• Directions for this task:
Starting at the line that has "Note to the class: point at the concrete wall" and ending with the line that has "<point>1324,272</point>", swap "trash bin" for "waste bin" and write those lines out again with nothing else changed.

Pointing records

◆ ◆ ◆

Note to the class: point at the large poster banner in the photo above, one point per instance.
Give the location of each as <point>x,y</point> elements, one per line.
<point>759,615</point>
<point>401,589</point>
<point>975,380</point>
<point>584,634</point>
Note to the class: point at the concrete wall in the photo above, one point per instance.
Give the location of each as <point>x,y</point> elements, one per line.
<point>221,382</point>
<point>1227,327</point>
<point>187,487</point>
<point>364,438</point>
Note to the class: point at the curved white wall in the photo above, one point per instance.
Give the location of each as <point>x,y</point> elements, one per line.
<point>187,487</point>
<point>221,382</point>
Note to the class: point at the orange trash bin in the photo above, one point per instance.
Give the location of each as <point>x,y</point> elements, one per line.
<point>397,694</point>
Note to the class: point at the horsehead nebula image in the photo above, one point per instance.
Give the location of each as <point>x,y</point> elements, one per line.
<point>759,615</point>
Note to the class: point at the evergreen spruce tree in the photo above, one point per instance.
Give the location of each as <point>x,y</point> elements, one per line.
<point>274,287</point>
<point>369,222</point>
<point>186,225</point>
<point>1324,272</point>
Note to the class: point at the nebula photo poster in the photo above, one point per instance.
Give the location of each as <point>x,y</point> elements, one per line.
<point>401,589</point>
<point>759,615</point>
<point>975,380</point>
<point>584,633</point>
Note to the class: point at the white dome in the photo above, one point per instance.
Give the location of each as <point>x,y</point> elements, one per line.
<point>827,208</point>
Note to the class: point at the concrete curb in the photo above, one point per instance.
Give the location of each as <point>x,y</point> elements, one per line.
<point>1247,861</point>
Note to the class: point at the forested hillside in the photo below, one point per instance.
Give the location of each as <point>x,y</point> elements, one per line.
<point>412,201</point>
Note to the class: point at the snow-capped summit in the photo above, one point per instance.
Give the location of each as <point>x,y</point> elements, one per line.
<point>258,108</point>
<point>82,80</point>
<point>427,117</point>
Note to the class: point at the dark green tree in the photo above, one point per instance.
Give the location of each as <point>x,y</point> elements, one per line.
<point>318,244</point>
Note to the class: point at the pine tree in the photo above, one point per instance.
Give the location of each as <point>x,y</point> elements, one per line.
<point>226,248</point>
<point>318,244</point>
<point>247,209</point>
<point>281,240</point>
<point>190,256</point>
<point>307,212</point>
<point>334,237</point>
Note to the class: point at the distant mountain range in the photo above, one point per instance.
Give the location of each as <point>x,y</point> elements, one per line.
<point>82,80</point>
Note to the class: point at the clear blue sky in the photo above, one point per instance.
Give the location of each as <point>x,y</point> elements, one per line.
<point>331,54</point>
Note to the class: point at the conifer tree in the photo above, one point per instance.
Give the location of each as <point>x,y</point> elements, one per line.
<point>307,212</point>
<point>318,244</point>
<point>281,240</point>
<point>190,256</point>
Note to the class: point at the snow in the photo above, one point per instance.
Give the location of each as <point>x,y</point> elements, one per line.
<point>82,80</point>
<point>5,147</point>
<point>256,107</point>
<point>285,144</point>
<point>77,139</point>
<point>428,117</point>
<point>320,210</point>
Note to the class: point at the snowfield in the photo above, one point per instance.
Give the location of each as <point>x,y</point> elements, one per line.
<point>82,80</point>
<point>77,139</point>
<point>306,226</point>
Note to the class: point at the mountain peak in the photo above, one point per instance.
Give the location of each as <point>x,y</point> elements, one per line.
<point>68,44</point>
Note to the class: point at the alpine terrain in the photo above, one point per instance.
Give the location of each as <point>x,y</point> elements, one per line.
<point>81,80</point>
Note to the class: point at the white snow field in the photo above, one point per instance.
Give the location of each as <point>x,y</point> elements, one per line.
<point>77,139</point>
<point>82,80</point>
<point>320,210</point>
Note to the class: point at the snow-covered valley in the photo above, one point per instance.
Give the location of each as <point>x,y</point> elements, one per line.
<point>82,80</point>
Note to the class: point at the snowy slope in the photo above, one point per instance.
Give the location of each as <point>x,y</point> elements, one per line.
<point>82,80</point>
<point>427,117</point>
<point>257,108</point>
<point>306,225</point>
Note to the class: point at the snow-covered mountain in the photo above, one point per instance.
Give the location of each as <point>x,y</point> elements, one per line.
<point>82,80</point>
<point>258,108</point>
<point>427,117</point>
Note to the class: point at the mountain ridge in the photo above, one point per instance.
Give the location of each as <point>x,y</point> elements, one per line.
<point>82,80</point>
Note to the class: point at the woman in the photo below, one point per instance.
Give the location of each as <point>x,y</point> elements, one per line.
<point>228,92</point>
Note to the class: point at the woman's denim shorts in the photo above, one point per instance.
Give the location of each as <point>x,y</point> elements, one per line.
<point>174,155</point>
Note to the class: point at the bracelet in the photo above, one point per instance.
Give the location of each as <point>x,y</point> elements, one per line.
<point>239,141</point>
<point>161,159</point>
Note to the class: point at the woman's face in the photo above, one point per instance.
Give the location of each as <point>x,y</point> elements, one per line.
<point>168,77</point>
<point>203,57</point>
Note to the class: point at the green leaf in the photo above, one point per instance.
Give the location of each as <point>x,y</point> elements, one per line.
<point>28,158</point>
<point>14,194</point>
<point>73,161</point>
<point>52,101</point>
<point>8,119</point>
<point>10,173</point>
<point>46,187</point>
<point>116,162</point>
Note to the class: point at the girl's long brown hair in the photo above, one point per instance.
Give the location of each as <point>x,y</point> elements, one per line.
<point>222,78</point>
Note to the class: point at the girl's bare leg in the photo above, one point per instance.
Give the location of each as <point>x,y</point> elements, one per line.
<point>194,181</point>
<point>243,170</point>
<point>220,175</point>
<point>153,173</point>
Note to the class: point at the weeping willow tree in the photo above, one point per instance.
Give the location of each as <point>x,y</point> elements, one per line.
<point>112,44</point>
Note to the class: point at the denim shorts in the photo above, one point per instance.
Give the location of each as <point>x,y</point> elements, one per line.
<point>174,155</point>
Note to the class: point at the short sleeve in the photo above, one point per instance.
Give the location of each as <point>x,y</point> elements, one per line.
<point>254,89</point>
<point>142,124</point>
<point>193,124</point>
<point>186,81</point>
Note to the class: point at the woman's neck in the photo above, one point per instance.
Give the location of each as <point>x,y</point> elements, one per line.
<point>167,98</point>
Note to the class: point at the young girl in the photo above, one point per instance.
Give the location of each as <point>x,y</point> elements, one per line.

◆ ◆ ◆

• Task solution:
Note to the class: point at the concrete wall in the photo above, one point per instance.
Give the location of each as <point>x,y</point> elements, one per line.
<point>221,382</point>
<point>1227,327</point>
<point>187,487</point>
<point>364,438</point>
Note to the class: point at the curved white wall in the photo above, one point per instance.
Give the location of each as <point>x,y</point> elements, one per line.
<point>187,487</point>
<point>221,382</point>
Note to the class: point at the orange waste bin in the photo above, one point per instance.
Give the location of each as <point>x,y</point> elements, one per line.
<point>397,694</point>
Note to the class: point at the horsehead nebula image in the photo above, one point per instance.
Give the location of each as <point>x,y</point> elements, one per line.
<point>759,615</point>
Note to the class: point at the evergreen spruce tree in the photo above, one point per instance.
Give the location of each as <point>x,y</point> elements, one per line.
<point>274,287</point>
<point>369,222</point>
<point>186,225</point>
<point>1324,272</point>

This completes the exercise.